> _Aim of the exercise_
Exclude images, then output the remaining data verbatim.

> _The data_
━━━━━━━━━━━━━━━━━━━━━━━━━━━━━━

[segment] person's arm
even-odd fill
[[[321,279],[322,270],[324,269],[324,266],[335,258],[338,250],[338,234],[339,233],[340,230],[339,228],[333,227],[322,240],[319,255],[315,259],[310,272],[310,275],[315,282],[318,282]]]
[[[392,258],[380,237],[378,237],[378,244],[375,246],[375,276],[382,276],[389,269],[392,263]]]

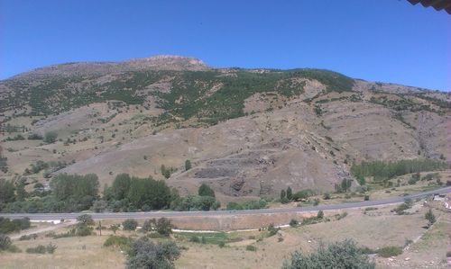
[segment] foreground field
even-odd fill
[[[178,232],[171,239],[182,247],[177,268],[280,268],[283,260],[295,250],[310,252],[320,244],[352,238],[361,247],[377,249],[396,246],[404,247],[404,253],[391,258],[373,256],[377,268],[446,268],[446,253],[448,250],[451,214],[436,204],[434,212],[437,221],[429,229],[425,229],[424,214],[428,210],[419,202],[408,215],[395,215],[393,207],[370,211],[347,211],[347,216],[330,221],[287,228],[269,237],[267,230],[221,233]],[[108,227],[119,221],[103,221]],[[140,223],[141,224],[141,223]],[[57,233],[67,230],[61,228]],[[103,243],[112,234],[104,230],[102,236],[85,238],[51,238],[45,233],[36,240],[17,241],[22,253],[2,253],[2,268],[124,268],[125,256],[119,248],[105,247]],[[138,232],[117,231],[118,235],[138,238]],[[198,242],[193,242],[193,235]],[[167,239],[153,239],[167,240]],[[52,243],[58,247],[53,255],[27,254],[27,247]],[[225,247],[220,247],[220,242]],[[255,247],[254,250],[248,246]]]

━━━━━━━━━━━━━━━━━━━━━━━━━━━━━━

> _Completed task_
[segment] person's arm
even-odd fill
[[[321,279],[322,270],[324,269],[324,266],[335,258],[338,250],[338,234],[339,233],[340,230],[339,228],[333,227],[322,240],[319,255],[315,259],[310,272],[310,275],[315,282],[318,282]]]
[[[392,258],[380,237],[378,237],[378,244],[375,246],[375,276],[382,276],[389,269],[392,263]]]

[segment] foreground field
even-odd fill
[[[178,232],[171,239],[182,247],[177,268],[280,268],[283,260],[295,250],[310,252],[320,244],[352,238],[361,247],[377,249],[396,246],[404,247],[404,253],[391,258],[373,256],[377,268],[446,268],[446,253],[448,250],[451,214],[436,204],[434,212],[437,221],[429,229],[425,229],[424,214],[428,210],[419,202],[408,215],[395,215],[393,207],[370,211],[347,211],[347,216],[330,221],[287,228],[269,237],[267,230],[221,233]],[[108,227],[119,221],[103,221]],[[140,223],[141,224],[141,223]],[[57,233],[67,230],[61,228]],[[103,243],[112,234],[104,230],[102,236],[85,238],[51,238],[45,233],[36,240],[17,241],[22,253],[2,253],[2,268],[124,268],[125,256],[119,248],[105,247]],[[138,232],[117,231],[118,235],[138,238]],[[198,242],[193,242],[193,235]],[[167,239],[153,239],[167,240]],[[52,243],[58,247],[53,255],[27,254],[27,247]],[[225,247],[220,247],[220,242]],[[255,247],[254,250],[248,246]]]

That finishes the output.